> _The problem_
Write out the data below exactly, from its first line to the line containing "Segment grass patch from the image above.", that line included.

[Records excerpted from a collection]
/---
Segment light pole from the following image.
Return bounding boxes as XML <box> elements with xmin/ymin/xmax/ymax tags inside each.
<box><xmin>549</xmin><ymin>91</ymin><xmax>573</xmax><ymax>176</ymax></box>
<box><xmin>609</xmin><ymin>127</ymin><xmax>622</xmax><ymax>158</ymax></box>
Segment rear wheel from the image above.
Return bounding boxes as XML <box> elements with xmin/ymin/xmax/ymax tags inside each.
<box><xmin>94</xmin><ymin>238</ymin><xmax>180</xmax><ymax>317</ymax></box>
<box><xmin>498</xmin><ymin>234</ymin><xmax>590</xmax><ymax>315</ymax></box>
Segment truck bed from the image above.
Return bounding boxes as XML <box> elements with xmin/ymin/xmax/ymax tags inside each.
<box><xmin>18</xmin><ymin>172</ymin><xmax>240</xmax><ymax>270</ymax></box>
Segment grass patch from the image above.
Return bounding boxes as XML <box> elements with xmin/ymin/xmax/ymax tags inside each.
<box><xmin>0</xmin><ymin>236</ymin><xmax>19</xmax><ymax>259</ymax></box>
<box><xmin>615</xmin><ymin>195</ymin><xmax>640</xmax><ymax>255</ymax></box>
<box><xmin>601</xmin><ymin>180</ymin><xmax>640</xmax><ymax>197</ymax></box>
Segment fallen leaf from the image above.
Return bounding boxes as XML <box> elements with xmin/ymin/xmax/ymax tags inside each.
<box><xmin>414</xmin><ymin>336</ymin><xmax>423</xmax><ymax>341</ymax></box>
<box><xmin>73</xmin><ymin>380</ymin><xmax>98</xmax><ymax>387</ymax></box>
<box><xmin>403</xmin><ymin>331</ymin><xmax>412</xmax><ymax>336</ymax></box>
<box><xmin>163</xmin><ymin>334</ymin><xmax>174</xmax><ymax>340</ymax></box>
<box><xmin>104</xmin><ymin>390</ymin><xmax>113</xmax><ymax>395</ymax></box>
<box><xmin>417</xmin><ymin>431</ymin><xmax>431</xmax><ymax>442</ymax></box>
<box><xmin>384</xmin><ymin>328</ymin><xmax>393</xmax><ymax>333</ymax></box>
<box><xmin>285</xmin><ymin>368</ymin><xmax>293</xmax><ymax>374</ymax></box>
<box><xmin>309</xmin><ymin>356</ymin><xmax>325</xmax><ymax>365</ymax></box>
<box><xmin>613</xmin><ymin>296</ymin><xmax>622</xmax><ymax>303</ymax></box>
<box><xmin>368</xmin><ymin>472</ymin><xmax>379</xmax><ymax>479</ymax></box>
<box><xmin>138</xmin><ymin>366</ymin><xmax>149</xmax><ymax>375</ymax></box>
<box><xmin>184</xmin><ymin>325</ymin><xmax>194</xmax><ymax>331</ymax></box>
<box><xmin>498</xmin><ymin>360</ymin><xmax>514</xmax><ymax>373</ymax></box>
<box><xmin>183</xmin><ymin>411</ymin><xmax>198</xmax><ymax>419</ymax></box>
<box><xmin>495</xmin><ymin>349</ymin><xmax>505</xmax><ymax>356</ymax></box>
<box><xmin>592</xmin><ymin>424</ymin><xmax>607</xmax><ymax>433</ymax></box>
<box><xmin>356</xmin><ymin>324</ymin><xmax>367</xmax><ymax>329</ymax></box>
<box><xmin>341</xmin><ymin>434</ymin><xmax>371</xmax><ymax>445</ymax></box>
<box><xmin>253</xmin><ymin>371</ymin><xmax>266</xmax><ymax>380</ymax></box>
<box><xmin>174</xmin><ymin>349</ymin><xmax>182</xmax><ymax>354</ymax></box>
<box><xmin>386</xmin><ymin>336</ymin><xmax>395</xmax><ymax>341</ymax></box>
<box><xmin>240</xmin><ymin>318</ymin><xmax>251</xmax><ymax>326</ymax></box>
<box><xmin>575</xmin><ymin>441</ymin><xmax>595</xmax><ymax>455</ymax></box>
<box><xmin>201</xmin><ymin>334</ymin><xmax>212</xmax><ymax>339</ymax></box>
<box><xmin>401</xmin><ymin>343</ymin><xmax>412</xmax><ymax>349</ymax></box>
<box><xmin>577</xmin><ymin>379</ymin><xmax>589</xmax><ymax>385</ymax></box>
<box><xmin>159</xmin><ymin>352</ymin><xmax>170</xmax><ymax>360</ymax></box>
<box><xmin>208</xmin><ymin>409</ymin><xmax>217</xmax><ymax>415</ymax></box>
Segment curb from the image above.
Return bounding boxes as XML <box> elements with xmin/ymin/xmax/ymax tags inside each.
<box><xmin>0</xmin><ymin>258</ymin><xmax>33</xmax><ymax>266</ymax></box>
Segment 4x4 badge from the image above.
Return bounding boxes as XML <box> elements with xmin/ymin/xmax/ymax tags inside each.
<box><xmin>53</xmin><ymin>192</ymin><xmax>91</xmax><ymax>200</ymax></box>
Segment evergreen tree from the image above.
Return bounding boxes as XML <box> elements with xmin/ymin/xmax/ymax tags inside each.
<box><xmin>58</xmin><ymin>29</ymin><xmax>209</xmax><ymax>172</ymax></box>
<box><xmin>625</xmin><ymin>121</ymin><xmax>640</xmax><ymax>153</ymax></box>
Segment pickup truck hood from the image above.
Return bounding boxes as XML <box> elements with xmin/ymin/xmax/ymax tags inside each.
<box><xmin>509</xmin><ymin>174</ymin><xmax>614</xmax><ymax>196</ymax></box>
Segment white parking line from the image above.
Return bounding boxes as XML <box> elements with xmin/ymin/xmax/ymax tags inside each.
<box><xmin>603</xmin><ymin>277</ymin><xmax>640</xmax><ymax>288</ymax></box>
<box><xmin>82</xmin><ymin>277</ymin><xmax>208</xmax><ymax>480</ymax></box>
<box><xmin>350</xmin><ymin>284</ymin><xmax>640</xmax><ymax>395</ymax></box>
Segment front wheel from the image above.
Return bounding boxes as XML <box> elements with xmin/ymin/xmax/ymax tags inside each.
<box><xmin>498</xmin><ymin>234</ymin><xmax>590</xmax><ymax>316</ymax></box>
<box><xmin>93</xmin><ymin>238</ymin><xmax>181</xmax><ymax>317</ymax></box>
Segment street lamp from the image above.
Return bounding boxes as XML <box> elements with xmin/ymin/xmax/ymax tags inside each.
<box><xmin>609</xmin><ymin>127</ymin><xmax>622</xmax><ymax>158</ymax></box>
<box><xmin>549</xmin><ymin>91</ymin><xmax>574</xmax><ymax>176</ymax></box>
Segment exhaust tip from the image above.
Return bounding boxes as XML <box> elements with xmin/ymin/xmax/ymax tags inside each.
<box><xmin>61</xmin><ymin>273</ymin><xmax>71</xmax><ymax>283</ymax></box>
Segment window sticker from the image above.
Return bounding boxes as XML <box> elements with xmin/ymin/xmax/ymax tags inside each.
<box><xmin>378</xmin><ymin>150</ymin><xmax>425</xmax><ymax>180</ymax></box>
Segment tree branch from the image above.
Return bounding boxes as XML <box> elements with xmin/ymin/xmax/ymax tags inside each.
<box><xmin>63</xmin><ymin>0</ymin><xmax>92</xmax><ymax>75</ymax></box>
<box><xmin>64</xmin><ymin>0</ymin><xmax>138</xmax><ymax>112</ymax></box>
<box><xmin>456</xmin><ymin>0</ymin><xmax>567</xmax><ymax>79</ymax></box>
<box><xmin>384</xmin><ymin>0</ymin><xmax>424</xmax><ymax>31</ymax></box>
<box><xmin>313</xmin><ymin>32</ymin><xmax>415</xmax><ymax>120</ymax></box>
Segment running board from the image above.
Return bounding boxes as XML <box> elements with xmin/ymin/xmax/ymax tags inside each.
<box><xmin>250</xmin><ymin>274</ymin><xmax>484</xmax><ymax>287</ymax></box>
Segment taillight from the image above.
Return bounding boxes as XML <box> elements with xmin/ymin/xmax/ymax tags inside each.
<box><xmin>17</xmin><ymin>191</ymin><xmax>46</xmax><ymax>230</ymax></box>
\---
> _Answer section_
Segment light pole from the following image.
Return bounding boxes as XML <box> elements with xmin/ymin/xmax/ymax tags inside each.
<box><xmin>549</xmin><ymin>91</ymin><xmax>573</xmax><ymax>176</ymax></box>
<box><xmin>609</xmin><ymin>127</ymin><xmax>622</xmax><ymax>158</ymax></box>
Segment rear wheel from the image above.
Return bounding boxes as XML <box> elements with xmin/ymin/xmax/ymax tags inside each.
<box><xmin>94</xmin><ymin>238</ymin><xmax>180</xmax><ymax>317</ymax></box>
<box><xmin>498</xmin><ymin>234</ymin><xmax>590</xmax><ymax>315</ymax></box>
Segment truck bed from the image above.
Return bounding boxes as XML <box> elements with xmin/ymin/xmax/ymax tags inside each.
<box><xmin>18</xmin><ymin>172</ymin><xmax>240</xmax><ymax>270</ymax></box>
Segment grass patch from the image above.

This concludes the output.